• [ITEMS]:
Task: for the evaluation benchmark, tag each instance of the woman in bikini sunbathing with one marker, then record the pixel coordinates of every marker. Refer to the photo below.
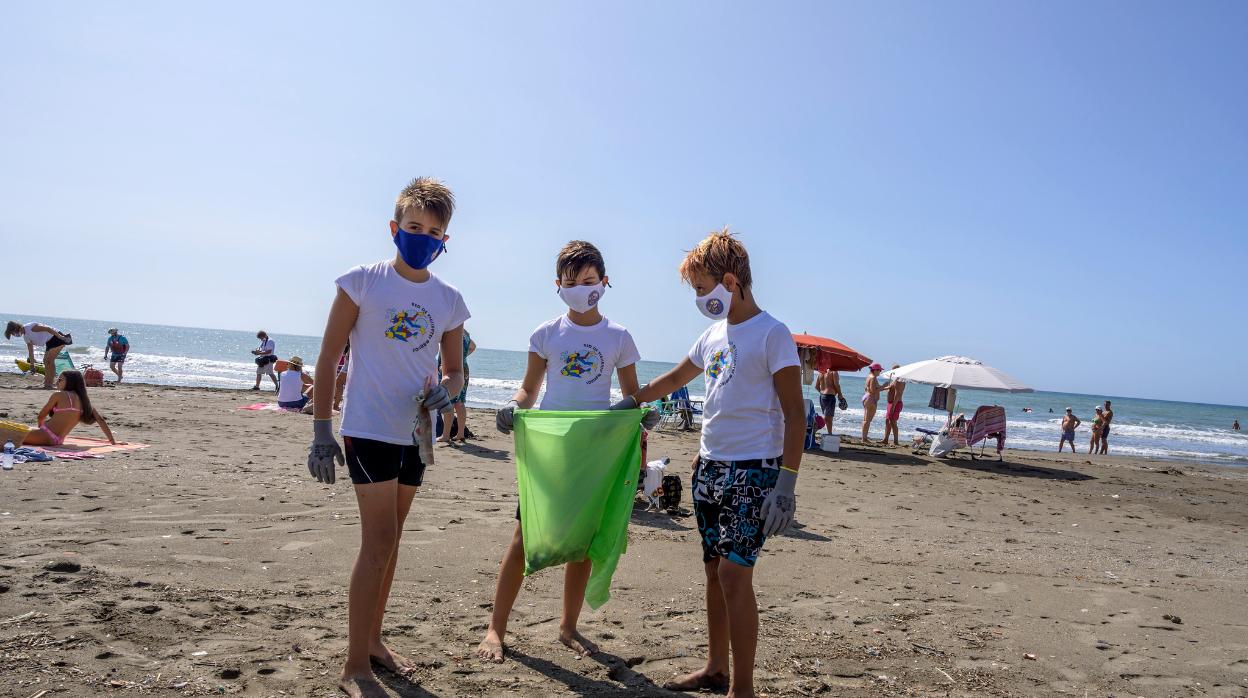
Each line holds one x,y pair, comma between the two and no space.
65,408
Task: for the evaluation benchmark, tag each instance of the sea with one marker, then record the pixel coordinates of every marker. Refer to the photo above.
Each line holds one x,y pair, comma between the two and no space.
221,358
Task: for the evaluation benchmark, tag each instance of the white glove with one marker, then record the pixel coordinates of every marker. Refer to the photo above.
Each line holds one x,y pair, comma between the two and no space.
437,398
325,451
504,420
781,503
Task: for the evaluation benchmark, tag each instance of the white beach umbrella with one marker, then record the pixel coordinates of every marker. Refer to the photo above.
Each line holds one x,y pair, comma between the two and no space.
957,372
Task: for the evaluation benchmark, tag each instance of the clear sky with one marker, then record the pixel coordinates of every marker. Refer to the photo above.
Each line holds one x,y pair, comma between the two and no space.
1058,189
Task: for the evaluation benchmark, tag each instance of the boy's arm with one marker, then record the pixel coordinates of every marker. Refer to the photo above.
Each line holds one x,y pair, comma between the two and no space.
534,373
628,378
788,386
342,317
668,382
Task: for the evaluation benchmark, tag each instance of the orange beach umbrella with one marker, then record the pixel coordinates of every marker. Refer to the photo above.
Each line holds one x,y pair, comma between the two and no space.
843,357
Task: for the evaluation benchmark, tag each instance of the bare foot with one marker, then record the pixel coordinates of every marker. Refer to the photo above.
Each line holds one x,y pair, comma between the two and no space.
577,642
491,648
391,659
361,687
699,681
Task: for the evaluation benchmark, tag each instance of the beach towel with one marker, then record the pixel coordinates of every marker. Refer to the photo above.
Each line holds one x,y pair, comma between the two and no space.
989,421
577,475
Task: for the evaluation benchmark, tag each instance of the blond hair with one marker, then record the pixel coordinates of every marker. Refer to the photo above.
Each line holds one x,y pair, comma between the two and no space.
426,194
719,254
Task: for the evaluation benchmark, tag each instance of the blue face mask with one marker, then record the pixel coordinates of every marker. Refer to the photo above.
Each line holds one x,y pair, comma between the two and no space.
417,250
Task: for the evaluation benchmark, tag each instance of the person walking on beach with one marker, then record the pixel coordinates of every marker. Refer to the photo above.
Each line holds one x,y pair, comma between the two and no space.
1070,422
45,336
871,401
892,413
117,346
754,427
398,317
266,356
829,386
575,355
1097,425
1105,428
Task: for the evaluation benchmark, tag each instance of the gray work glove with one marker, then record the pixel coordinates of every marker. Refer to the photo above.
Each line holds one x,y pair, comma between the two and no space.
437,398
649,420
325,452
506,417
781,503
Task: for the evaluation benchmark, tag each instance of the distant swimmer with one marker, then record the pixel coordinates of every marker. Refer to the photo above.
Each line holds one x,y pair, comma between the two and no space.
1070,422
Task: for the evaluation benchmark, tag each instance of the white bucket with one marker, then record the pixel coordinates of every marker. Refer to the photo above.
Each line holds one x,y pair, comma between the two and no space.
830,442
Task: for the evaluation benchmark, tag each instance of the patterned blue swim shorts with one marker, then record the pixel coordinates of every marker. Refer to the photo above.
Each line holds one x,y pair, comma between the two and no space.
728,497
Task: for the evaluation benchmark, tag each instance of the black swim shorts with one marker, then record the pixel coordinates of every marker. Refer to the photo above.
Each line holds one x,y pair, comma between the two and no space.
376,461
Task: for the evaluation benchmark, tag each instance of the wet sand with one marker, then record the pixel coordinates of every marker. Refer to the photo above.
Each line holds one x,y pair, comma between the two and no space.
211,563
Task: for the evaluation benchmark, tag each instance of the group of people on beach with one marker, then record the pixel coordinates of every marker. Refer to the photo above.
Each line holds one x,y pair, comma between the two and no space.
406,327
1100,441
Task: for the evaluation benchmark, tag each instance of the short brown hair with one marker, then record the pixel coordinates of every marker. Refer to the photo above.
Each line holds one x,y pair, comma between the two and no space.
575,256
719,254
426,194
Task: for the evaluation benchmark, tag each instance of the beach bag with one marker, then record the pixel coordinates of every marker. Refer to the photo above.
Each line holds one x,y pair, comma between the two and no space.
577,477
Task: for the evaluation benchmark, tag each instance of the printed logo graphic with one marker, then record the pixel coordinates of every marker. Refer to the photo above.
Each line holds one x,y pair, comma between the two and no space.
584,363
412,326
721,365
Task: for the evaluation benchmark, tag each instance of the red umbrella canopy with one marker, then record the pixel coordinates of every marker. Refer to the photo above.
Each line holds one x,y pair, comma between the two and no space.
843,357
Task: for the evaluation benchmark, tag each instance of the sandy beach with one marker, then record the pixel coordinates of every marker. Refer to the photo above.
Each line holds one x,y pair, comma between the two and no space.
211,563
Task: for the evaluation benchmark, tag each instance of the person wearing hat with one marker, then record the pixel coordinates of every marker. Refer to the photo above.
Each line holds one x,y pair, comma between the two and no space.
293,388
1097,426
1070,422
870,400
115,350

• [CHALLENGE]:
Skip every picture and transcribe the data above exactly.

• [CORRECT ANSWER]:
Task: for the evaluation benchmark, tag each instance of the woman in bikini sunbathing with one marker, then record the pixel coordinates of every marker. Refer to the photo below.
Each line holds one x,y pair, comma between the two and no space.
65,408
Task: for the evaluation benchmark, tag each instance of the sea with one marker, then record the pixel coordinates of every marker. Refer to the photo above.
Each line holds one x,y pair, comma between the two and no space.
221,358
Task: for the evaluation benchmark, tag each instance of the white glove with one marker, then record the pixel coordinates of every marker. Refer to the photo above.
Each line holds one x,y pair, comma between the two and no space.
437,398
325,451
504,420
781,503
Task: for the evaluation benchmark, tag each instance of the white beach umbrella with one marker, then record the pixel coordinates of every marker. Refer to the photo above.
Each line holds one x,y pair, comma between the two and no space.
957,372
Task: for the evaluation benchmark, tag each instance of the clear sky with one marker, then record the pixel coordinates of every marker. Refer to the photo above.
Each line holds one x,y pair, comma between the two and no space.
1058,189
Task: for the evaluation benchmark, tag each instance of the boy's arm with one marker, then record the pixel coordinates of every marker. Refer to the photo above.
Each line holds one x,y pair, comma between the two and no space.
534,373
628,378
788,386
342,317
668,382
Task: for the evaluation benchmark, tag each instance of the orange beach umbrella with one marker, then record the pixel coordinates of every marker. Refer to the photo above.
Each line holds one x,y pair, comma between the two and no space.
843,357
Task: for the evaluation benchmark, tag each instance of the bare foot with one marker, then record the pixel coordinates of every marker. Refer to the photo above.
Each line holds one x,y pair, comma between the two and no space.
577,642
491,648
391,659
361,687
699,681
Task: for the evaluation benchmark, tag each instance of the beach towel with one marker, then record the pixel coordinates of every marker. Refer to the photo above.
Each line holds one x,y pair, comma between the two and no space.
989,421
577,475
Task: for the evaluation benchmark, tag each instance of the blond hair with one marker, then record the pixel coordinates of every marker. Refer to the photo above.
Each line holds one x,y pair, comma between the two and no space.
426,194
719,254
Task: for the evaluation benchmark, tag each instance of the blue face mask with one marker, then record the pixel coordinates of every marker. Refer to the photo above.
Each line holds one x,y pair, comma between the two and no space.
417,250
Task: for the evaluation benchmark, tag each instance of the person walking on beach with one marker, then record the pixel coordinates of every marker. Refer to the photo above.
Each line holds one x,y pair, comma between the two and no space.
1070,422
45,336
871,401
892,413
117,346
754,427
398,317
266,356
829,386
575,355
1097,425
1105,428
Task: for the evaluation benchmark, tag each instance of the gray work glove with one marker, then record the pixel coordinates of every marker. Refer to the photo above.
Each line holds one x,y pair, comma between the two and no space.
437,398
649,420
325,452
506,417
781,503
Task: for the evaluation benchmark, tag each instance of the distant swimmer with one marker, then record the pixel coordinates of every marker. Refer to the photo above.
Each line holds one x,y pair, comma between the two and no space.
1070,422
Task: for the evaluation benchmark, tag each instance of the white bucket with one marker, then record the pixel coordinates of every marker. Refer to the photo above.
Each line holds one x,y pair, comma between the two and no space.
830,442
Task: for the evaluation benchmark, tag each instance of the patterned blue swim shorts with one marker, then record the pixel coordinates of every marker. Refer to the photo above.
Each line holds one x,y pair, comma between the two and no space.
728,497
Task: for the evaluation benchmark, tag each instance of the black swim shorts with one marker, then record the pixel coordinates of every marker. Refer to the photo above.
Each line holds one x,y pair, comma between the two and no space.
376,461
Task: for the evaluation benchmark, tag each instance of the wet sand with one marker, then record the pixel coordinates of every marker. Refer to the photo above.
Each line holds one x,y pair, comma between the two and no space.
211,563
Task: for the evaluation benchmark, tag each instance of the group of people on beach with one marker, then record the pixel coordinates of every marker. Refer to the photo above.
Each line holds one x,y pair, comma between the two and no space.
406,327
1100,441
Task: for the evaluation benchmark, tag each instance of the short brown hair with one marker, then record the pixel coordinates of every marker. Refer to the photo above.
Each line holds one x,y pair, comma between the two and no space.
575,256
719,254
426,194
Task: for the evaluation benchmark, tag each instance of the beach bag with one marker, then record the pixel coordinates of every marker. Refer to the photo above.
Each line holds one x,y pair, comma between the two and no space.
577,477
Task: for the evaluation benchmark, tag each instance of the printed logo graphic with one marker, then record the pixel coordinates of every marker. Refer to the photo above.
Each line holds one x,y pair, comma between the two and no space.
584,363
412,326
721,365
Task: for the evaluation benchmark, tag each instance of the red umbrella canopy with one marker, then record the pixel coordinates of every marker. Refer to the photo above.
Each line holds one x,y pair, comma between the two and no space.
843,357
Task: for the evaluation benchmark, tag each instance of the sandy beach with one marker, then record the pixel coordinates of every marker. Refer to the photo above.
Each line holds one x,y pair, comma between the two and no space.
211,563
Task: for the evaluation benchmark, tag each instance of the person wearing hat with one marker, then record the pixel coordinates of every marker. Refer to the photo above.
Each line holds one x,y pair, comma between the two and no space.
293,388
1097,426
1070,422
870,400
115,350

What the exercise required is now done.